:: Data for this task ::
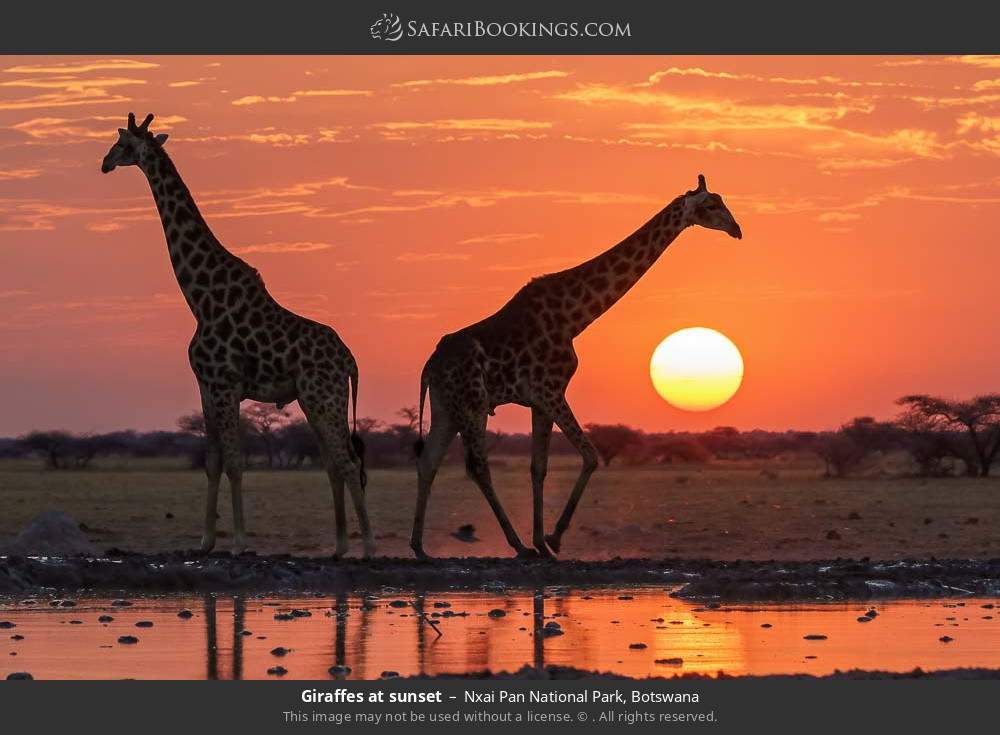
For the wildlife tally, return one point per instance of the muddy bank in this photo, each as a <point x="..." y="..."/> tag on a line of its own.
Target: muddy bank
--
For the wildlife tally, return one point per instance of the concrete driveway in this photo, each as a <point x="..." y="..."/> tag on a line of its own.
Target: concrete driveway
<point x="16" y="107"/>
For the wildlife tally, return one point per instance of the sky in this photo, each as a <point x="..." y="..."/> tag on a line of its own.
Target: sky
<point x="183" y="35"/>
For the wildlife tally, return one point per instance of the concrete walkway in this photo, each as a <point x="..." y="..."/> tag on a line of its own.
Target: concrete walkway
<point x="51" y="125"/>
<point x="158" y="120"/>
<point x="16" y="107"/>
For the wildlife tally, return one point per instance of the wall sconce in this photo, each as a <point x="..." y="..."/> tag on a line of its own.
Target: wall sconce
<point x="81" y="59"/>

:: Set problem ::
Collect every line in the records above that contains the string "driveway", and copy each one in full. Case counts.

:: Output of the task ::
For the wildlife tally, return one point per instance of the concrete driveway in this photo, each as a <point x="..." y="..."/> tag on a line of its own.
Target: concrete driveway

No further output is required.